Content starts

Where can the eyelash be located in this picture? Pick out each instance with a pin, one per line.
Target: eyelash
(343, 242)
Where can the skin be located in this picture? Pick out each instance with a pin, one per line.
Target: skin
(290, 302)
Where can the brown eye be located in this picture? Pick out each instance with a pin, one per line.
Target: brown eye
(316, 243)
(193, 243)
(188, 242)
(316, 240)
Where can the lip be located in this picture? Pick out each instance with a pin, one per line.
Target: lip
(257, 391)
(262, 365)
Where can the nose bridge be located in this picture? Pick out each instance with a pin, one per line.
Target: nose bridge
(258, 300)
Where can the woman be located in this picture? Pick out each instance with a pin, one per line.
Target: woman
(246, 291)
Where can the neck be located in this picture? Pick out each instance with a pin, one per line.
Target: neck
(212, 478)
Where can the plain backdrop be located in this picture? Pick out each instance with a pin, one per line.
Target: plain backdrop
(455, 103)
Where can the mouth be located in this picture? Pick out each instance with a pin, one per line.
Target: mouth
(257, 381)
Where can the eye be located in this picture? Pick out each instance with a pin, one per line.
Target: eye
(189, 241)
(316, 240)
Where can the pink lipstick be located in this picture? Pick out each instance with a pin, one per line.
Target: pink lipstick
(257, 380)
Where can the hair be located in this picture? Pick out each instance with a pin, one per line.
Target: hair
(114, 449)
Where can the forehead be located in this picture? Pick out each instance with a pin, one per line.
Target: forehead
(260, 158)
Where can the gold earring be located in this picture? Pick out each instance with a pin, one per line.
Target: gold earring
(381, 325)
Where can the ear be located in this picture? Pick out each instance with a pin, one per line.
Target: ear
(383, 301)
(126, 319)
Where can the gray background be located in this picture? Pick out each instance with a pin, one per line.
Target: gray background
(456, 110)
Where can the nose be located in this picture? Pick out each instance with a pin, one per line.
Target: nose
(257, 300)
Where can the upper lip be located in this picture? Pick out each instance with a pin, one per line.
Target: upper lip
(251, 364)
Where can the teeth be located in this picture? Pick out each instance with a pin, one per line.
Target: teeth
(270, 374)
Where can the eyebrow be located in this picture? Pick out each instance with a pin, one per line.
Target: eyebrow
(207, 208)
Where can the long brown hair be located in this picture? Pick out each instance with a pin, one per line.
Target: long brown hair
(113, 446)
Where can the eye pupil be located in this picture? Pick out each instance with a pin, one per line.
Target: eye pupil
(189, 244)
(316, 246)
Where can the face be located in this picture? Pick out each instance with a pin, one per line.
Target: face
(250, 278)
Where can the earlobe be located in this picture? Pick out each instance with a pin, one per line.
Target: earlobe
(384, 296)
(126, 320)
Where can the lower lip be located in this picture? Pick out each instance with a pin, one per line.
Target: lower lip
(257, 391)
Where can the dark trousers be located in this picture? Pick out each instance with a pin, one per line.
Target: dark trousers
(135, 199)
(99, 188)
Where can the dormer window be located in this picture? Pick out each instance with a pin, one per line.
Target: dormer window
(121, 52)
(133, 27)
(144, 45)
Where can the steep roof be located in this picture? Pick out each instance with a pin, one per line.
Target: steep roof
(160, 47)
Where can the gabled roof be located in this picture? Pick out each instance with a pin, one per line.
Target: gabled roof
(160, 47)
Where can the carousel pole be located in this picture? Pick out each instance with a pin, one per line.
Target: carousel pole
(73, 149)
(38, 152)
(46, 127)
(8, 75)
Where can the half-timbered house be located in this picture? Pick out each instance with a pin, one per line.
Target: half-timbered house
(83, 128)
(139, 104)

Content ends

* WHAT TO DO *
Copy exactly the line that contains "Target: gabled roof" and every line after it through the end of the entries, with nothing added.

* SOLUTION FOR THIS EXERCISE *
Target: gabled roof
(160, 47)
Where can the carousel pole be located in this picture? Pick out each instance with a pin, one per line.
Target: carousel pole
(73, 149)
(38, 152)
(46, 127)
(8, 75)
Where can the half-timbered house be located in this picture? Pick out each instance with a pin, one per line.
Target: half-timbered house
(83, 128)
(139, 104)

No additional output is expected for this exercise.